**Task material**.
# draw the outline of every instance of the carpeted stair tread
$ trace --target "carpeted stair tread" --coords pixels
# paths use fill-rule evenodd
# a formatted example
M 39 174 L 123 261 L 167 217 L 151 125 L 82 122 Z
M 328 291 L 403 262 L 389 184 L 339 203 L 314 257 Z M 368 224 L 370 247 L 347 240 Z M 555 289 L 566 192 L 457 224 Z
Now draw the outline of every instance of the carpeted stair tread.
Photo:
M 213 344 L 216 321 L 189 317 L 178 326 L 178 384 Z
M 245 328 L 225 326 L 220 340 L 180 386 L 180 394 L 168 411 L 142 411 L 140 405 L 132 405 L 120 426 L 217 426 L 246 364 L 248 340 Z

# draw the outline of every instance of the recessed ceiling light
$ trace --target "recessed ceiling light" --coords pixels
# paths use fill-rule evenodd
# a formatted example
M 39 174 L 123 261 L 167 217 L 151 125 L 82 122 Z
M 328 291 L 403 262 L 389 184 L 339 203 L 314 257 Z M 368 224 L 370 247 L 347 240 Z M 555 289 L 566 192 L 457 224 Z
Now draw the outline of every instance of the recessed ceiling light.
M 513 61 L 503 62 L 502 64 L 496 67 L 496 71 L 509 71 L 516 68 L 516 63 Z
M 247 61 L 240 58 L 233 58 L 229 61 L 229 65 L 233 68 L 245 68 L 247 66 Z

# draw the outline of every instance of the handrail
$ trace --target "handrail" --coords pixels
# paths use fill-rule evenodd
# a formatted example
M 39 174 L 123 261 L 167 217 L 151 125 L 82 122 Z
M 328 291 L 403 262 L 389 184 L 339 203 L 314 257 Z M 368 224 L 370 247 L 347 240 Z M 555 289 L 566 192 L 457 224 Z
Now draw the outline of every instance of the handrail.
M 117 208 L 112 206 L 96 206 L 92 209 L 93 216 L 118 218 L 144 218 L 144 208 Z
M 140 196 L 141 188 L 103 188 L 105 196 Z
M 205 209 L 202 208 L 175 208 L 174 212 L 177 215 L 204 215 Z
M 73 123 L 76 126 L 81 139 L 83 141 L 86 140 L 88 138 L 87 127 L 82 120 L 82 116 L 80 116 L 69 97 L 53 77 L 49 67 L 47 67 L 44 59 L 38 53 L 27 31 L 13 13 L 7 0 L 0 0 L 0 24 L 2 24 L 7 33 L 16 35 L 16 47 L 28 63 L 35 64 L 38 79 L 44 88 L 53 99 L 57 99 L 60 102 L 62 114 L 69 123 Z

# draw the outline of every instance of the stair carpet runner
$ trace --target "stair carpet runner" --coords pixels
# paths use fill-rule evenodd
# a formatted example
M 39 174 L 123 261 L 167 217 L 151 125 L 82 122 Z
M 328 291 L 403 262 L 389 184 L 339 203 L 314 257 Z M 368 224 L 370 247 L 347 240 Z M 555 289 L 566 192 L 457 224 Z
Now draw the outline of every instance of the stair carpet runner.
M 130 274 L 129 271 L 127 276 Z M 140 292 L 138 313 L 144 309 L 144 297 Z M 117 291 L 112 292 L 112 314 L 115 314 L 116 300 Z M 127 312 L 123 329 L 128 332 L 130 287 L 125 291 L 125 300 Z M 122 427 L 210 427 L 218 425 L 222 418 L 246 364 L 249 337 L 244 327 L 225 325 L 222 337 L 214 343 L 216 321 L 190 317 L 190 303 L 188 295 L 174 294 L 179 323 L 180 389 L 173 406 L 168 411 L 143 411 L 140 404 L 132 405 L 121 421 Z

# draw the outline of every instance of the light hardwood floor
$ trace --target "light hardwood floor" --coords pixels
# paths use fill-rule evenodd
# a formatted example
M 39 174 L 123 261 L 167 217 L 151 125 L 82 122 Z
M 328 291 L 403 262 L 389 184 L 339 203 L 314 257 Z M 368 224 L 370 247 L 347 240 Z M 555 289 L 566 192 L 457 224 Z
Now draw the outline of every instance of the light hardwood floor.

**Exercise brief**. Reproduce the entire listing above verbatim, leaving every line unchanged.

**Output of the exercise**.
# draw the outline of every instance of the carpeted stair tread
$ trace --target "carpeted stair tread" --coords pixels
# paths use fill-rule evenodd
# a formatted example
M 39 174 L 123 261 L 167 217 L 151 125 L 82 122 Z
M 328 291 L 403 262 L 389 184 L 339 203 L 314 257 Z M 368 224 L 370 247 L 347 240 Z M 555 289 L 566 192 L 457 224 Z
Now draw the outline of every instance of the carpeted stair tread.
Photo:
M 213 344 L 216 321 L 189 317 L 178 326 L 178 384 Z
M 245 328 L 225 326 L 220 340 L 180 386 L 180 394 L 168 411 L 142 411 L 140 405 L 132 405 L 120 426 L 217 426 L 246 364 L 248 340 Z

# draw the outline of every instance of the recessed ceiling light
$ trace --target "recessed ceiling light" --coords pixels
# paths use fill-rule evenodd
# a formatted example
M 39 174 L 123 261 L 167 217 L 151 125 L 82 122 Z
M 328 291 L 403 262 L 389 184 L 339 203 L 314 257 Z M 368 224 L 370 247 L 347 240 Z M 555 289 L 566 192 L 457 224 Z
Now draw the outline of every instance of the recessed ceiling light.
M 513 61 L 503 62 L 502 64 L 496 67 L 496 71 L 509 71 L 516 68 L 516 63 Z
M 247 61 L 240 58 L 233 58 L 229 61 L 229 65 L 233 68 L 245 68 L 247 66 Z

# draw the outline of every instance of the handrail
$ trace --target "handrail" --coords pixels
# paths use fill-rule evenodd
# a formatted example
M 39 174 L 123 261 L 167 217 L 151 125 L 82 122 Z
M 328 291 L 403 262 L 389 184 L 339 203 L 314 257 Z M 368 224 L 370 247 L 347 240 Z M 555 289 L 566 192 L 457 224 Z
Now draw the outline of every instance of the handrail.
M 117 208 L 112 206 L 96 206 L 92 209 L 93 216 L 118 218 L 144 218 L 144 208 Z
M 140 196 L 141 188 L 103 188 L 105 196 Z
M 205 209 L 202 208 L 175 208 L 174 212 L 177 215 L 204 215 Z
M 73 123 L 76 126 L 81 139 L 83 141 L 86 140 L 88 138 L 87 127 L 82 120 L 82 116 L 80 116 L 69 97 L 53 77 L 49 67 L 47 67 L 44 59 L 38 53 L 27 31 L 13 13 L 7 0 L 0 0 L 0 24 L 2 24 L 7 33 L 16 35 L 16 47 L 28 63 L 35 64 L 38 79 L 44 88 L 53 99 L 57 99 L 60 102 L 62 114 L 69 123 Z

# draw the outline of every instance of the stair carpet runner
$ trace --target "stair carpet runner" --coords pixels
# paths use fill-rule evenodd
# a formatted example
M 39 174 L 123 261 L 167 217 L 151 125 L 82 122 Z
M 328 291 L 403 262 L 389 184 L 339 203 L 314 257 Z M 368 224 L 370 247 L 347 240 Z M 555 289 L 566 192 L 457 224 Z
Now draw the outline of every instance of the stair carpet runner.
M 130 274 L 129 271 L 127 276 Z M 140 292 L 138 313 L 144 309 L 144 297 Z M 117 291 L 112 292 L 112 314 L 115 314 L 116 300 Z M 127 312 L 123 329 L 128 332 L 130 287 L 125 291 L 125 300 Z M 122 427 L 210 427 L 218 425 L 222 418 L 246 364 L 249 337 L 244 327 L 225 325 L 222 337 L 214 343 L 216 321 L 190 317 L 190 303 L 188 295 L 174 294 L 179 323 L 180 389 L 173 406 L 168 411 L 143 411 L 140 404 L 132 405 L 121 421 Z

# draw the outline of every instance of the light hardwood floor
$ trace --target "light hardwood floor" --coords pixels
# paths use fill-rule evenodd
# a formatted example
M 39 174 L 123 261 L 167 217 L 151 125 L 82 122 Z
M 328 291 L 403 262 L 389 184 L 339 203 L 314 257 Z M 368 224 L 370 247 L 347 240 Z M 555 289 L 566 192 L 457 224 Z
Now draw the outline of every instance of the light hardwood floor.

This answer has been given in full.